▶ **Passage extrait**:
Oui, c’est vrai. J’ai signé à Concarneau sans agent. Je n’ai jamais eu besoin d’un agent pour trouver un club. Je n’ai toujours pas le réseau. Il y a des gens qui me connaissent et puis, ce qu’il faut dire aussi, c’est que j’ai quand même passé une trentaine d’années en Corse en tant qu’entraîneur. Forcément, là-bas, je n’avais pas besoin de grand-monde, mais après, quand je suis parti, oui, peut-être que j’aurais eu besoin d’un agent, mais cela s’est fait comme ça, par le bouche à oreille quand j’ai signé à Cholet par l’intermédiaire d’Anthony Martin, qui est de là-bas, qui était le gardien que j’avais au Sporting-club de Bastia à l’époque : il m’a appelé et m’a dit, « Ecoute, Cholet cherche un entraîneur, je vous mets en relation ». Pour Bourges, en National 2, pareil, je reçois un appel de quelqu’un que j’avais croisé sur les terrains, qui me dit que le club change d’entraîneur, il me demande si je veux aller là-bas, je me dis « pourquoi pas ? », le niveau m’importe peu, N2, National, ça ne me dérange pas. Et voilà. À Concarneau aussi, Philippe Leclerc (responsable du recrutement, ex-Caen, Angers), m’a appelé, il avait pris des informations sur moi par la bande, sur mon travail, ma manière de fonctionner, et ça s’est fait comme ça.

▶ **Extrait de données**:
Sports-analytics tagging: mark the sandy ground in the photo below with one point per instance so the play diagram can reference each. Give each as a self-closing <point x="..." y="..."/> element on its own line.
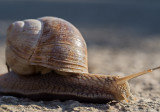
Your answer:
<point x="145" y="89"/>
<point x="122" y="38"/>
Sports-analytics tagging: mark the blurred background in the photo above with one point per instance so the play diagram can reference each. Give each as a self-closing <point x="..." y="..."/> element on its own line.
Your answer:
<point x="105" y="24"/>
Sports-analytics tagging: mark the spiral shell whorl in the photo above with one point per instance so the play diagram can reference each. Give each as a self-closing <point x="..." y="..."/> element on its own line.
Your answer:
<point x="48" y="43"/>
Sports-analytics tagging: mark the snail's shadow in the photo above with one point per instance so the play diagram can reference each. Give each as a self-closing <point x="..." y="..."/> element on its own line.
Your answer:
<point x="68" y="105"/>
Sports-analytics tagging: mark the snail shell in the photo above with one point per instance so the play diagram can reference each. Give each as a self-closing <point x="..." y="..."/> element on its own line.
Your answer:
<point x="45" y="44"/>
<point x="53" y="45"/>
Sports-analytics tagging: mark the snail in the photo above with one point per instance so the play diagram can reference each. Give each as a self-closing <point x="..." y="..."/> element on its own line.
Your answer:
<point x="47" y="59"/>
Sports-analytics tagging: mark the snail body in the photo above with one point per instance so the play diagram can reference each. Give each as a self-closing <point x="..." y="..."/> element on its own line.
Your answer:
<point x="55" y="48"/>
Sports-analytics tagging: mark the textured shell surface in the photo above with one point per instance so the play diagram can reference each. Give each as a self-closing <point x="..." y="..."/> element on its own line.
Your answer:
<point x="48" y="42"/>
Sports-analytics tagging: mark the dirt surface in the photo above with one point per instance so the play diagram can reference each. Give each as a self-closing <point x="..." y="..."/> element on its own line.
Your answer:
<point x="122" y="38"/>
<point x="145" y="89"/>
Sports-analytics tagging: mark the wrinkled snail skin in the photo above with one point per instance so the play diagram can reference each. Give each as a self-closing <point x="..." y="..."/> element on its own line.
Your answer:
<point x="48" y="59"/>
<point x="82" y="87"/>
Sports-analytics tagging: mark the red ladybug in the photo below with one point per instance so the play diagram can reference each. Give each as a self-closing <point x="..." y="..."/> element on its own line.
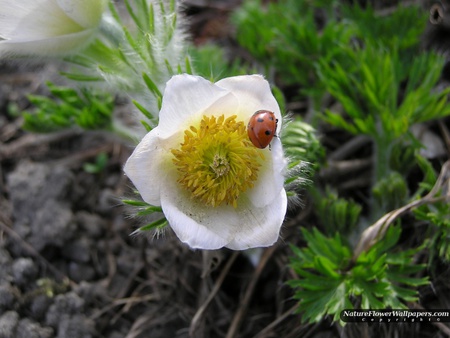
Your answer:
<point x="262" y="128"/>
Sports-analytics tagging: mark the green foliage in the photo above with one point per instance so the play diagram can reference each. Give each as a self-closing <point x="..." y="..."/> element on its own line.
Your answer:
<point x="67" y="107"/>
<point x="402" y="28"/>
<point x="369" y="92"/>
<point x="144" y="210"/>
<point x="330" y="280"/>
<point x="337" y="215"/>
<point x="300" y="142"/>
<point x="292" y="45"/>
<point x="303" y="151"/>
<point x="138" y="50"/>
<point x="438" y="215"/>
<point x="391" y="192"/>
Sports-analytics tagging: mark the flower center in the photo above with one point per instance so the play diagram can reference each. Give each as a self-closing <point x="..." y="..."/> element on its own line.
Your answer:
<point x="217" y="162"/>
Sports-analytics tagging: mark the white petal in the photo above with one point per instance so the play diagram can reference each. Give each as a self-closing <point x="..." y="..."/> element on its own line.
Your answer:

▶ **Exercice court**: Résumez en deux phrases le témoignage sur ces signatures d'entraîneur conclues sans agent. Les lignes n'ont aucun lien avec le passage extrait.

▶ **Réponse**: Après une trentaine d'années comme entraîneur en Corse, l'auteur a signé à Concarneau sans agent et n'en a jamais eu besoin pour trouver un club. Ses arrivées se sont faites par le bouche à oreille et des appels : Anthony Martin pour Cholet, une personne croisée sur les terrains pour Bourges et Philippe Leclerc pour Concarneau.